WRITTEN TASK: Please answer from the article below on Mary, Queen of Scots and her cipher: how were her letters carried in and out of Chartley?

SUPPLIED TEXT:
+-------+

TRUE CRIME · 1586
The Cipher That Killed Mary, Queen of Scots
Mary, Queen of Scots trusted a secret cipher with her life. The codebreaker who cracked it turned her own words into the evidence that sent her to the block in 1587.
THE SHORT VERSION
Mary, Queen of Scots used a nomenclator cipher, a substitution alphabet plus symbols for whole words and names, to plot against Elizabeth I. Her spymaster's codebreaker, Thomas Phelippes, broke it with frequency analysis and turned her own coded letters into the evidence that condemned her in 1587.
Why was Mary, Queen of Scots writing in secret?
By 1586, Mary Stuart had been Elizabeth I’s prisoner for nineteen years: a rival queen too dangerous to free and too royal to kill. Catholic Europe considered her the rightful heir to the English throne, which made every letter she wrote a potential act of treason. She knew it. Twice already, plots had formed around her name. The Ridolfi conspiracy of 1571 and the Throckmorton plot of 1583 had both aimed to depose Elizabeth and crown Mary, and both had been unpicked by Elizabeth’s intelligence service. By the time a young Catholic gentleman named Anthony Babington came to her with a third scheme, Mary was watched around the clock at Chartley in Staffordshire, her rooms searched, her household cut to a handful of servants. If she was going to answer him at all, there was only one way that felt safe. In writing, and in code.
What cipher did Mary, Queen of Scots use?
The cipher Mary trusted was no parlor trick. It was a nomenclator, a hybrid of two ideas: a cipher alphabet for spelling words out letter by letter, and a small codebook of symbols standing in for whole words and names. Her key ran to twenty-three symbols for the letters of the alphabet, with J, V and W folded onto their neighbours, plus roughly thirty-five more symbols for common words and for the conspirators themselves. Four of the marks meant nothing at all, nulls dropped in to waste a codebreaker’s time, and one symbol did nothing but tell the reader to double the letter that followed. Strip the codebook away, though, and the spelling-out underneath was just a simple substitution cipher, the oldest idea in code-making, and that is precisely where its weakness lay. On paper, for its day, it still looked airtight.
The letters travelled by a route Mary believed no one could see. Folded small and sealed, they rode in and out of Chartley wedged into the hollow bung of a beer barrel the local brewer delivered to the house. She trusted the channel completely. She was wrong about nearly everything in it except the beer.
How did Walsingham read Mary’s letters?
The courier who arranged the channel, a Catholic named Gilbert Gifford, was working for Sir Francis Walsingham, Elizabeth’s principal secretary and spymaster. Gifford had been in Walsingham’s pay for months, and the beer-barrel route was not a leak Walsingham had stumbled onto. It was a trap he had built. Every letter Mary sent or received went first to London, was opened, copied, resealed with a matching stamp, and only then sent on, usually inside a day. Mary was writing to her rescuers through her own gaoler’s hands, and neither she nor her correspondents noticed a thing.
It is one of the earliest recorded man-in-the-middle attacks, and still one of the cleanest. The mathematics of Mary’s cipher never mattered, because the whole road her letters travelled belonged to her enemy. The surviving pages of her ciphers, seized from her rooms after the plot collapsed, are still held at the National Archives; more than a hundred were found among her papers.

+-------+

DATA EXCERPTS:
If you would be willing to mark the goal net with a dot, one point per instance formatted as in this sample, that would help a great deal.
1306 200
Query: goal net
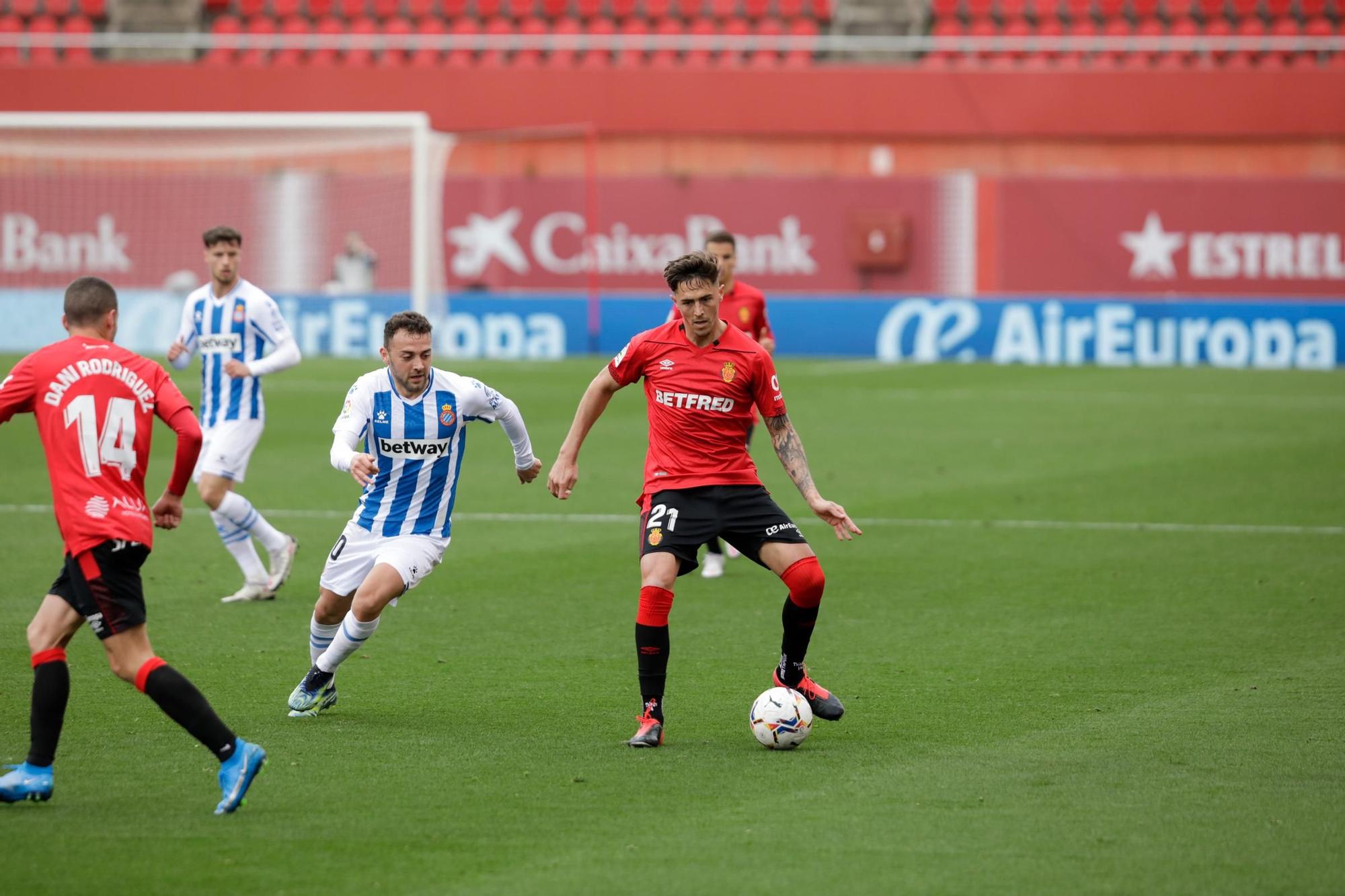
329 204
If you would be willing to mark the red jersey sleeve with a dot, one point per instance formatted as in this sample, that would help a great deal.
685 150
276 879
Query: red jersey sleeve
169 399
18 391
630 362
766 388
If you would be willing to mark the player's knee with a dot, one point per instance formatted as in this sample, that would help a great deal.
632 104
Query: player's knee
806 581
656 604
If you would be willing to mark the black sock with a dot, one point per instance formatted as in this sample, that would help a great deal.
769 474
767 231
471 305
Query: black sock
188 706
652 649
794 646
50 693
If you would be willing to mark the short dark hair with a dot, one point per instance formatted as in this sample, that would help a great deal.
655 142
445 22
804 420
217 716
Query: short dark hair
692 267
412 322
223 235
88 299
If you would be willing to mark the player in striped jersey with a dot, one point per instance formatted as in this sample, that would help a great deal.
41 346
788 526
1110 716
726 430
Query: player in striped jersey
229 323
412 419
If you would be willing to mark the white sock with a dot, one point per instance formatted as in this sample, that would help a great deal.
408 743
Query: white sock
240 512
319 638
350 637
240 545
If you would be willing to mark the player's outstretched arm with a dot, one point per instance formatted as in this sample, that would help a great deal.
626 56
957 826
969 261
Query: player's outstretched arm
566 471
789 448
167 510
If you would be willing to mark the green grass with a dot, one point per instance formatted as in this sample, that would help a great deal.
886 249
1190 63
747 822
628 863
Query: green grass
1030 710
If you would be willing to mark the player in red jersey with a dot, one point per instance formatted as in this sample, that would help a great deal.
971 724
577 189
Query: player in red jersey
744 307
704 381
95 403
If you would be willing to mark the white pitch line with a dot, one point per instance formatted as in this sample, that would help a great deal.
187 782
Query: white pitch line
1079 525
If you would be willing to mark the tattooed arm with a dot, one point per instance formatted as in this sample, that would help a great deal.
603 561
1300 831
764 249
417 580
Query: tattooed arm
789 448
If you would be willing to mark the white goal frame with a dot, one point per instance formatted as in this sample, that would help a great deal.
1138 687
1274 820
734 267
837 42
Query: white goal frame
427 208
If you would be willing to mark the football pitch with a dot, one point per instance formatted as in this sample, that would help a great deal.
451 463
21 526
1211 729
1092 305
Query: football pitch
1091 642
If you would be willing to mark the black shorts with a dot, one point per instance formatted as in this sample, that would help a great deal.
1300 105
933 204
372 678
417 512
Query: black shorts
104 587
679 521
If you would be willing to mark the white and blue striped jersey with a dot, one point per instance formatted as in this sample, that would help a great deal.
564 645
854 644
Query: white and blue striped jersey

+-------+

TASK RESPONSE: Folded small and sealed, they were wedged into the hollow bung of a beer barrel that the local brewer delivered to the house.